• **EXERCISE**:
The expected output is the line bearing "Where in this photo can the halved" followed by all remaining lines of the records, each restated word for word.

···

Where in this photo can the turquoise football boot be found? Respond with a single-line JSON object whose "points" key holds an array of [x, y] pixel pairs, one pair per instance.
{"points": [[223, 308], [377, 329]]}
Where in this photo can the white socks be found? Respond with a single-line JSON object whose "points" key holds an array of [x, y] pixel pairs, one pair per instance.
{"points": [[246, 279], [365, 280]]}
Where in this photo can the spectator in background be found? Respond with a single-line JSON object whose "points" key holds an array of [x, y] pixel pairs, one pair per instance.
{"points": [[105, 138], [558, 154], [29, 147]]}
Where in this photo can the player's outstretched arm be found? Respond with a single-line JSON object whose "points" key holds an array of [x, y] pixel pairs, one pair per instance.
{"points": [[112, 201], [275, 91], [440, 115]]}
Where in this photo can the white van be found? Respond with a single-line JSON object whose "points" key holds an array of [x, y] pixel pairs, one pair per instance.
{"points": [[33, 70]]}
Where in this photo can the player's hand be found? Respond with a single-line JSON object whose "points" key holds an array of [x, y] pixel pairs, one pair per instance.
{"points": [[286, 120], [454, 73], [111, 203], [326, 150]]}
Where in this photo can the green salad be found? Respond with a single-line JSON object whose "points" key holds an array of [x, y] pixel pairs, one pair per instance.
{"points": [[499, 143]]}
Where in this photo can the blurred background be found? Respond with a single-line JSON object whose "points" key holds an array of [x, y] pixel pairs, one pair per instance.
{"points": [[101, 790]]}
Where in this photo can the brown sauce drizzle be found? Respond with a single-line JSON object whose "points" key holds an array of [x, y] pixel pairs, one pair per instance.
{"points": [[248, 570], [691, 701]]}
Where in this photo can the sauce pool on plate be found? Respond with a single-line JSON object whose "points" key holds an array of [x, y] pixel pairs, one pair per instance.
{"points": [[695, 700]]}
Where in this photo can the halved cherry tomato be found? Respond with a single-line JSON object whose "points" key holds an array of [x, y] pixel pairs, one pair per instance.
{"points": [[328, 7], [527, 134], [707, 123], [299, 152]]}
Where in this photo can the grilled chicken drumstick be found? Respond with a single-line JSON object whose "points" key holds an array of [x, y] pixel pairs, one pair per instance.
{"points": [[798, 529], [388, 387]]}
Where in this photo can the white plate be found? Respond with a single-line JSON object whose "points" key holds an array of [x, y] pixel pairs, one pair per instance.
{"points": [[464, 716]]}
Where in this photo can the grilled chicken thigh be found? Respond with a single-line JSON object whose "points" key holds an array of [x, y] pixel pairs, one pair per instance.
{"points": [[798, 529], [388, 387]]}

···

• **RESULT**:
Where in this photo can the halved cherry tomato be found? Respond with a single-line JSON object whose "points" key holds an array of [x, y] pixel pairs, one pair per instance.
{"points": [[328, 7], [527, 134], [707, 123], [299, 152]]}
Where in this photo can the grilled chicken drumstick be found? Respond with a single-line JSON object whose "points" key holds an array of [x, y] pixel pairs, one pair per instance.
{"points": [[798, 529], [388, 387]]}
Where in this photo can the white plate be found? Respond with a single-line JSON object whose "points" key holds an array of [x, y] pixel pairs, one pair per instance.
{"points": [[464, 716]]}
Where in this photo can the grilled chicken thigh be found? Respond with a single-line JSON object whose "points" key holds an array of [x, y] pixel pairs, one pair per instance.
{"points": [[798, 529], [388, 387]]}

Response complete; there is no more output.